(目的):
下にある、EPA相談デスクのセミナーとジェトロの新輸出大国エキスパートについての文章を、最後の文の後から書き継いでください。

(読む文章):
++++++++++

そろそろ充電しないと、しゃべることがなくなりつつあります。

EPA相談デスクのセミナー@名古屋

7月26日は、経済産業省の補助金事業のEPA相談デスクの名古屋セミナーでした。

この会場のセミナーは日本自動車部品工業会の共催で行われ、自動車メーカーや自動車部品メーカーの方々が多く来られました。

私もセミナーの講師をしました。

私の最近の関心事は、FTAとコンプライアンス(検認)とサプライヤーのFTA原産地証明の巻き込み方。最近のパターンです。

講演の後、多くの方が名刺交換に来られました。これらの関心の高さがうかがえます。

企業事例では、デンソーとヒロタニの2社の自動車部品メーカーが講演をされ、100名近くの方で大盛況でした。

 

ジェトロの新輸出大国エキスパート

ジェトロの新輸出大国エキスパートに選ばれました。

3名の募集(これからの輸出大国化のために、3名は少ないと思いますが)に選ばれたことは光栄です。

特にTPPに関係する案件の相談を担当することになります。

現在、東京共同会計事務所と一緒に行っている経済産業省関連のEPAアドバイザー、中小機構が行っているFTA・EPA・TPPのアドバイザーと国関連が行っているアドバーザー業務はほとんど関係することになったのではないかと思います。

++++++++++

座標アノテーションの記録:
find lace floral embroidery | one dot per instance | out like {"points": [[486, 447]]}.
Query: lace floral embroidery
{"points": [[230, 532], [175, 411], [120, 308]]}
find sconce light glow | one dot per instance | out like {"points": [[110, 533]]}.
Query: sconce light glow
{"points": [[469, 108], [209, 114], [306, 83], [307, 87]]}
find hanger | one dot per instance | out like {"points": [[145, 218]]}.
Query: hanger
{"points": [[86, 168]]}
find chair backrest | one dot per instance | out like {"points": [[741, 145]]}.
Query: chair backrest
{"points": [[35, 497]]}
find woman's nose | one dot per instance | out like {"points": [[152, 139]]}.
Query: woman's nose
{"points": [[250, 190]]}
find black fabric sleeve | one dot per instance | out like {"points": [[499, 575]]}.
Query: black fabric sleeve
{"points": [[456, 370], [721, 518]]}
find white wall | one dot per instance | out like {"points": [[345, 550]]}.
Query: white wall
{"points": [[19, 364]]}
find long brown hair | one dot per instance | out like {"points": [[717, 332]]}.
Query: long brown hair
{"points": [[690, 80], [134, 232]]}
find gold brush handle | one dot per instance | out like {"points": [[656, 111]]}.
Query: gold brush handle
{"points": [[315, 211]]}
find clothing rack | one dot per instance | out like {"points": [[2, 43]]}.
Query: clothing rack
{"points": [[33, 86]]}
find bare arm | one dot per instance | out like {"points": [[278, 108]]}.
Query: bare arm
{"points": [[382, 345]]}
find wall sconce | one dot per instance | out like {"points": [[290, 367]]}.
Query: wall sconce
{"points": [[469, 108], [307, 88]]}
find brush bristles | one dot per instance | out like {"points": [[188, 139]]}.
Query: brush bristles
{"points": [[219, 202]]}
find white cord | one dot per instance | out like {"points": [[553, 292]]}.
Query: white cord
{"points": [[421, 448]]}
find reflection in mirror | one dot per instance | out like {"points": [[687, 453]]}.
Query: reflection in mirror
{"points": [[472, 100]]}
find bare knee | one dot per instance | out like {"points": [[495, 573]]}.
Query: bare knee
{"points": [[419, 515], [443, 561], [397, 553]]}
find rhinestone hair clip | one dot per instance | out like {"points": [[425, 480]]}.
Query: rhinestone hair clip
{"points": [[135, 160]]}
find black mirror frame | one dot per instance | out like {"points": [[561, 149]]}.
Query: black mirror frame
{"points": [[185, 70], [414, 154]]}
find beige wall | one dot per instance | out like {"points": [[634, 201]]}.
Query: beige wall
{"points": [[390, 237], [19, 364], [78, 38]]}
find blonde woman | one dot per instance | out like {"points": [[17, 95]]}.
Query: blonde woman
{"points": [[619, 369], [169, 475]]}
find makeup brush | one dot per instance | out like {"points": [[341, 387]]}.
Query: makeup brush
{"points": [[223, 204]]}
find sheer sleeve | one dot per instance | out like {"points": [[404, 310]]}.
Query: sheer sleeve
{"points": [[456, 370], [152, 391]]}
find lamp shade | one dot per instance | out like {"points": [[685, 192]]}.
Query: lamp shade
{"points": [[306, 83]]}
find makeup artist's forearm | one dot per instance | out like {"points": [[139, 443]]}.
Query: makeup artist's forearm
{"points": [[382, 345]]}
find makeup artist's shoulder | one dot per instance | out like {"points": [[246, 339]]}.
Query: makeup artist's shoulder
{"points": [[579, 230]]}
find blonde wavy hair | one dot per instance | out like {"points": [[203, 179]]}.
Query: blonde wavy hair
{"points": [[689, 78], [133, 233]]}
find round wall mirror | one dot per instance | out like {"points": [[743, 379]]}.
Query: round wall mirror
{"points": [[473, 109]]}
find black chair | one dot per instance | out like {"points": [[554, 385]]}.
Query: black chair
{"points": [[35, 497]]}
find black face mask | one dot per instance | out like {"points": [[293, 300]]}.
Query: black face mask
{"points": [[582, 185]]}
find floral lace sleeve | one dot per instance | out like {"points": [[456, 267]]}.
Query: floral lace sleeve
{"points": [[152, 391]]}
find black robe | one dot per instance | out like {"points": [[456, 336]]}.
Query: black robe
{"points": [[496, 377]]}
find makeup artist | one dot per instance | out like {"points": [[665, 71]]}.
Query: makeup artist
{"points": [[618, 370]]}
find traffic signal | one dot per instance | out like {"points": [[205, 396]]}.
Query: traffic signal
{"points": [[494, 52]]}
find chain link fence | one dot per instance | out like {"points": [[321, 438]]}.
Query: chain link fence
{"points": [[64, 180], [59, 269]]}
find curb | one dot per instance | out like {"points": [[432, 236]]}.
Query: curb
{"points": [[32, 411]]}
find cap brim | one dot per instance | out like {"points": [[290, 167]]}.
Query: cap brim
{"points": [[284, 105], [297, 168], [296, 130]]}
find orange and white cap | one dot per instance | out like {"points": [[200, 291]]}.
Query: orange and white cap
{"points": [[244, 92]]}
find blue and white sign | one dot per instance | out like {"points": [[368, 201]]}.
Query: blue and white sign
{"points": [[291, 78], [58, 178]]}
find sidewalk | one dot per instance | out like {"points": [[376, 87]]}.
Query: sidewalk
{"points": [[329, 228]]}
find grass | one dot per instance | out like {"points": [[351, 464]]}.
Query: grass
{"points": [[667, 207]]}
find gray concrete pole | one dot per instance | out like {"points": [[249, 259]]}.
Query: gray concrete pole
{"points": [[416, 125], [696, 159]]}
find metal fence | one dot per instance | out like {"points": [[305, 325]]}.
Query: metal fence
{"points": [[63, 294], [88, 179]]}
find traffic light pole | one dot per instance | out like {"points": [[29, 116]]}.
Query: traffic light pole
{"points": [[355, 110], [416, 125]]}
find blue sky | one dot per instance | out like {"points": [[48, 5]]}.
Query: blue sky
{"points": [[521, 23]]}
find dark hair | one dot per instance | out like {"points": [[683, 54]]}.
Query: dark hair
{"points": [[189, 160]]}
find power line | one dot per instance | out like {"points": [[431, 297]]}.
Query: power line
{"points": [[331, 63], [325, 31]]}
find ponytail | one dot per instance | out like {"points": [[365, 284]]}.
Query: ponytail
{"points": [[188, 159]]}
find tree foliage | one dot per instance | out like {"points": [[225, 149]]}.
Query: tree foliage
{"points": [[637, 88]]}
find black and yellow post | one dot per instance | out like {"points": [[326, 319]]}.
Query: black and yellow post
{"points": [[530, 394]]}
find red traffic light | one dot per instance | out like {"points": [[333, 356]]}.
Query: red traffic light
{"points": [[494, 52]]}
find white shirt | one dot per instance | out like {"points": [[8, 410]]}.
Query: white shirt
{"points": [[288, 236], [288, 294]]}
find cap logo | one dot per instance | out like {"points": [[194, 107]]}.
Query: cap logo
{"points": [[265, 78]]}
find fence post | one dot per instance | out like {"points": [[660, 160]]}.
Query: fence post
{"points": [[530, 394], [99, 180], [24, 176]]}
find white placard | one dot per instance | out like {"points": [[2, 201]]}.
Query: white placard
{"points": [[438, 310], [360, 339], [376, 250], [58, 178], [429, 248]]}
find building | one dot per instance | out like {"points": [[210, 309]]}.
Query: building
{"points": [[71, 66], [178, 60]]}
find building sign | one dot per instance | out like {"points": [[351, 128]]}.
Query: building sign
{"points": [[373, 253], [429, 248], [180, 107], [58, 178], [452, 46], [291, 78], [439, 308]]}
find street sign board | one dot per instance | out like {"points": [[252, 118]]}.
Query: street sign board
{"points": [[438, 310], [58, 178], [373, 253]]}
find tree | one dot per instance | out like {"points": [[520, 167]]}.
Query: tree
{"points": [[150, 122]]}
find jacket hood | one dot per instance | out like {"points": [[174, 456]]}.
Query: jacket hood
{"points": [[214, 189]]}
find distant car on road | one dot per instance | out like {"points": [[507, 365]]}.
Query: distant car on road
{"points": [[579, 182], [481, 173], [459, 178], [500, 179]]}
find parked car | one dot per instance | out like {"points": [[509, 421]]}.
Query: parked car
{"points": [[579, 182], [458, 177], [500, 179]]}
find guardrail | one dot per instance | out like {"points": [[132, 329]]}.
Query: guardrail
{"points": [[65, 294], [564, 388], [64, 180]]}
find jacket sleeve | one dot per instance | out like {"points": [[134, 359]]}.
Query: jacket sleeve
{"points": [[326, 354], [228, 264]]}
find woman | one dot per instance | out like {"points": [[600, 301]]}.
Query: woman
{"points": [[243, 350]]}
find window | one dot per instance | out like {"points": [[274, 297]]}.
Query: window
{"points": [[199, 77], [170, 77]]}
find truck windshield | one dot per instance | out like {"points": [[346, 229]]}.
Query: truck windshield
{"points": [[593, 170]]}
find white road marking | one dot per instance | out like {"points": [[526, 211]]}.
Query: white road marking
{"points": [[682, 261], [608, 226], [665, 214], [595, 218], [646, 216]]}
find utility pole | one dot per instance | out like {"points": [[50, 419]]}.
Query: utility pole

++++++++++

(結果):
本業のコンサルティング業務の時間とのバランスが気になるところではありますね。

イギリスのTPP参加?インドのTPP参加?

アメリカの政治家の中には、イギリスのTPP参加の可能性に言及する人がいるようです。

面白い発想ですね。あり得なくないと思います。

EUほどのきつい縛りがTPPにたくさんある訳ではありませんし。

もし、可能性が出てくれば、オーストラリア、ニュージーランドも賛同するでしょう。

また、イギリスとのFTAに関する話題で持ちきりのインドも、これを機会にTPPに加盟するかもしれません。(インドの場合、超えねばならない課題も多いでしょうが)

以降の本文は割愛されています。